• [EXTRACTED MATERIAL]:
— Begin —
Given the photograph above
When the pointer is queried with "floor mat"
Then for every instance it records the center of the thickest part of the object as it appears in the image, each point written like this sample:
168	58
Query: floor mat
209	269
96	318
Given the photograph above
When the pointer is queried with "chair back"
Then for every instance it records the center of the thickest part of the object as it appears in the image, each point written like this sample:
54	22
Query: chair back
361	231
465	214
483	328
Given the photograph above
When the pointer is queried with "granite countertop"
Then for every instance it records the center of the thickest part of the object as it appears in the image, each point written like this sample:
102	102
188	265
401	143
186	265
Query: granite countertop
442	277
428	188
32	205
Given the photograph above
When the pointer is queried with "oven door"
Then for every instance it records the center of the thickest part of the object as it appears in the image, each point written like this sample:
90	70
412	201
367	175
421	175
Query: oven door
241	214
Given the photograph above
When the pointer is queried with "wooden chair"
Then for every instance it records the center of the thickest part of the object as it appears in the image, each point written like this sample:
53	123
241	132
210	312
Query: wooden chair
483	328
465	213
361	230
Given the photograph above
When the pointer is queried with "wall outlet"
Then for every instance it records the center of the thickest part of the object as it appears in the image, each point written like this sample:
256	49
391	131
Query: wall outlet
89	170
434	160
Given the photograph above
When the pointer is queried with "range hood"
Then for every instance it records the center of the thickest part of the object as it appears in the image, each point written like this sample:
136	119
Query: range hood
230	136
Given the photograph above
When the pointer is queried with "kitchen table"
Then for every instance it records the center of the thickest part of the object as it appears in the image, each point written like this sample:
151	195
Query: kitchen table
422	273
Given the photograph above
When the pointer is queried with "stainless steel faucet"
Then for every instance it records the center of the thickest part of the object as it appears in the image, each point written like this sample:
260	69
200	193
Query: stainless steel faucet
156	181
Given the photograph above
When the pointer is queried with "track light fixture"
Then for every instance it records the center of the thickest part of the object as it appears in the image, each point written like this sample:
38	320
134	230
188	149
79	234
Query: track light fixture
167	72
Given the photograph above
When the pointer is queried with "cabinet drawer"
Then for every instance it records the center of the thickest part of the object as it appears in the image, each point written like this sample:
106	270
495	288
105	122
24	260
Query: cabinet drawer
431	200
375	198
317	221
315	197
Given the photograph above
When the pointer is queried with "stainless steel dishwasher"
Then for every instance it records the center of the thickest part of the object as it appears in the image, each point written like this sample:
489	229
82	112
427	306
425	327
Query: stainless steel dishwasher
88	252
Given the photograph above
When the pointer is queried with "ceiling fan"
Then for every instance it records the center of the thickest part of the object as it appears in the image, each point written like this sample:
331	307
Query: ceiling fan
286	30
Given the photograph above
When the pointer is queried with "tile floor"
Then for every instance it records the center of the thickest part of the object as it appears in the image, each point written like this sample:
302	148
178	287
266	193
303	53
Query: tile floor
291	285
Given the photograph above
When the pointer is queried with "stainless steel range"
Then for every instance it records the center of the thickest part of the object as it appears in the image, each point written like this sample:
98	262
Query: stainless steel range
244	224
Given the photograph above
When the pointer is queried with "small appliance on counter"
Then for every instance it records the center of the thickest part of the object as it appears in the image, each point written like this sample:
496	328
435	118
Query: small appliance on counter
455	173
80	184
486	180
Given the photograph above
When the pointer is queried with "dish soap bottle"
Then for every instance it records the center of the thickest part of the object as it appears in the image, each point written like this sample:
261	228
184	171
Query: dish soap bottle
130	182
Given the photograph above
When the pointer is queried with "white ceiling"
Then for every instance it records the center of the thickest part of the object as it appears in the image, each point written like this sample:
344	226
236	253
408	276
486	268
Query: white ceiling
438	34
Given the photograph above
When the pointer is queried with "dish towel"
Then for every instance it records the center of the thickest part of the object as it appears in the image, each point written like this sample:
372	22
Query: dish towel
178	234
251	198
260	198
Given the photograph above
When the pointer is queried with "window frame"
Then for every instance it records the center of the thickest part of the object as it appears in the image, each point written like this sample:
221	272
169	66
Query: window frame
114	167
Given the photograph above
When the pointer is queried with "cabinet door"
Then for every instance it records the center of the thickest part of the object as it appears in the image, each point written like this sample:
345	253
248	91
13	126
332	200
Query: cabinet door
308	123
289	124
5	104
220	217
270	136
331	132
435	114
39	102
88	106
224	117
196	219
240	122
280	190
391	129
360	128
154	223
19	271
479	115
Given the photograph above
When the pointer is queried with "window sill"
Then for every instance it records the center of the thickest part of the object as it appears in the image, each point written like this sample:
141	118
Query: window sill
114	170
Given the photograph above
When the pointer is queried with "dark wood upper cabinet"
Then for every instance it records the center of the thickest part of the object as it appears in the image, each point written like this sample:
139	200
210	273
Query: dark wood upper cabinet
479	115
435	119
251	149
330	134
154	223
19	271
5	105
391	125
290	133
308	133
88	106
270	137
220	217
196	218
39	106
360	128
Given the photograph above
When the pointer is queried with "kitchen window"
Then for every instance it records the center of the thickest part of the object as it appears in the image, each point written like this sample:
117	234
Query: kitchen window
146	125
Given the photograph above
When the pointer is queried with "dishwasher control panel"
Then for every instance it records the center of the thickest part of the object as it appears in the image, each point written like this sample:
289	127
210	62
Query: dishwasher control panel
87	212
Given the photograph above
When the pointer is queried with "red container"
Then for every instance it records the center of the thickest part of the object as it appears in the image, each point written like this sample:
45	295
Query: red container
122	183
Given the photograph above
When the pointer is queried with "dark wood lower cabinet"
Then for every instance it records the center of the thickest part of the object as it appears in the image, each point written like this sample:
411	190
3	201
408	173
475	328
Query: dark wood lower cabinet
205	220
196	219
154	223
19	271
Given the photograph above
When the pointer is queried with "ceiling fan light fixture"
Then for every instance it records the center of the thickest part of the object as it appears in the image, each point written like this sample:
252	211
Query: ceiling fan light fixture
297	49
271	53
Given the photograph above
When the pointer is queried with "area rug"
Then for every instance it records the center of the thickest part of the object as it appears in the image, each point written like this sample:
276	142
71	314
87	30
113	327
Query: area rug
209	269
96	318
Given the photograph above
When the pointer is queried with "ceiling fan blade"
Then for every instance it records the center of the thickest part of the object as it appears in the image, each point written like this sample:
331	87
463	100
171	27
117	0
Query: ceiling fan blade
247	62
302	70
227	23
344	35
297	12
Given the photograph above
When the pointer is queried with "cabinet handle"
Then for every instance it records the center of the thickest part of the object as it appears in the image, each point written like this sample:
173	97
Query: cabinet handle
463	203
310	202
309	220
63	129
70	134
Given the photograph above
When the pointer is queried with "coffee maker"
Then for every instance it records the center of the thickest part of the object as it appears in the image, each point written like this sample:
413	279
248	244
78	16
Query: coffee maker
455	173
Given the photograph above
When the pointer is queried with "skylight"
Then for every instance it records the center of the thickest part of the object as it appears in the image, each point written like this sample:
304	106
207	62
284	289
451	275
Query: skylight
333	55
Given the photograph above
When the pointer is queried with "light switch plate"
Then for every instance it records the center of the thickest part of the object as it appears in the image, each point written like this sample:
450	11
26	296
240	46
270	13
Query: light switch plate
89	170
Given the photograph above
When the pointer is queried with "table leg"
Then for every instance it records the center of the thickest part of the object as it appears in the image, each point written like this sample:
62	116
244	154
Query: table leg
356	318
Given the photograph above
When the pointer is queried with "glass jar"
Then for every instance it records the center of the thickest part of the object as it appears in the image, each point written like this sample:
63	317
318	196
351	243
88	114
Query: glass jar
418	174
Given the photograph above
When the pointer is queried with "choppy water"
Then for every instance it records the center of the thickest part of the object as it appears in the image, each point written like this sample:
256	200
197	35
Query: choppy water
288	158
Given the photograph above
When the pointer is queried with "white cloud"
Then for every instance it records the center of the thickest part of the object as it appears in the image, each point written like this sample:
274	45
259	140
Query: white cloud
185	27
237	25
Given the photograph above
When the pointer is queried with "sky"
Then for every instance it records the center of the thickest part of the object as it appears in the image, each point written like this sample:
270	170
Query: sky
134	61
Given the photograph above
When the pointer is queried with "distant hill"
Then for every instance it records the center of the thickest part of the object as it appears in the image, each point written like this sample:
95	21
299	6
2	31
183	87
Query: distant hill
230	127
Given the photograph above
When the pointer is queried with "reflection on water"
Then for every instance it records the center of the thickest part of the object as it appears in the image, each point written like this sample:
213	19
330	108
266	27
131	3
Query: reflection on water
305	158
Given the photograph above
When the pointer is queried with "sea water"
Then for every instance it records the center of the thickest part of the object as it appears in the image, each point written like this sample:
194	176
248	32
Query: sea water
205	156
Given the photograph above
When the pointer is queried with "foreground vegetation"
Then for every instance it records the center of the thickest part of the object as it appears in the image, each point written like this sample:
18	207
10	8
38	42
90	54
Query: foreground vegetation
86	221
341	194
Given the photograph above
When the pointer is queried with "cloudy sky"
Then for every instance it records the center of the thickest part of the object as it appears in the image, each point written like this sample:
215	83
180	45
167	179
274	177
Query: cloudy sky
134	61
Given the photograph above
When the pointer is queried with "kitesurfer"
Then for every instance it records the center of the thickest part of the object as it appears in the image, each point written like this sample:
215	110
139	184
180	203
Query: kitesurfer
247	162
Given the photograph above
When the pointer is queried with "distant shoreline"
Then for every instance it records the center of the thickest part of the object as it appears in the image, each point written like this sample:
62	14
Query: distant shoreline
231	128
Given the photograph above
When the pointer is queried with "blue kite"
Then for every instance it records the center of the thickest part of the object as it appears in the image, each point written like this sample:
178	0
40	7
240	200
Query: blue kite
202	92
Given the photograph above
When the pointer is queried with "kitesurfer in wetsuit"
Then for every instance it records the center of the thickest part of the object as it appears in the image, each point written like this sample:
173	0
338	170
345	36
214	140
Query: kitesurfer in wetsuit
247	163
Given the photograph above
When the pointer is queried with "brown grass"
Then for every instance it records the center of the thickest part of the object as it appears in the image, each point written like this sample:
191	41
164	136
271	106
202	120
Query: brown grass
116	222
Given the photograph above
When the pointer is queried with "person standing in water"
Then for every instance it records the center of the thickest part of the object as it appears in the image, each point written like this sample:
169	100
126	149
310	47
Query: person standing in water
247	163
— End —
Reproduce each line of the listing above that contains the string "track". Uppercase and lowercase letters must match.

When the pointer is queried with "track light fixture"
Query: track light fixture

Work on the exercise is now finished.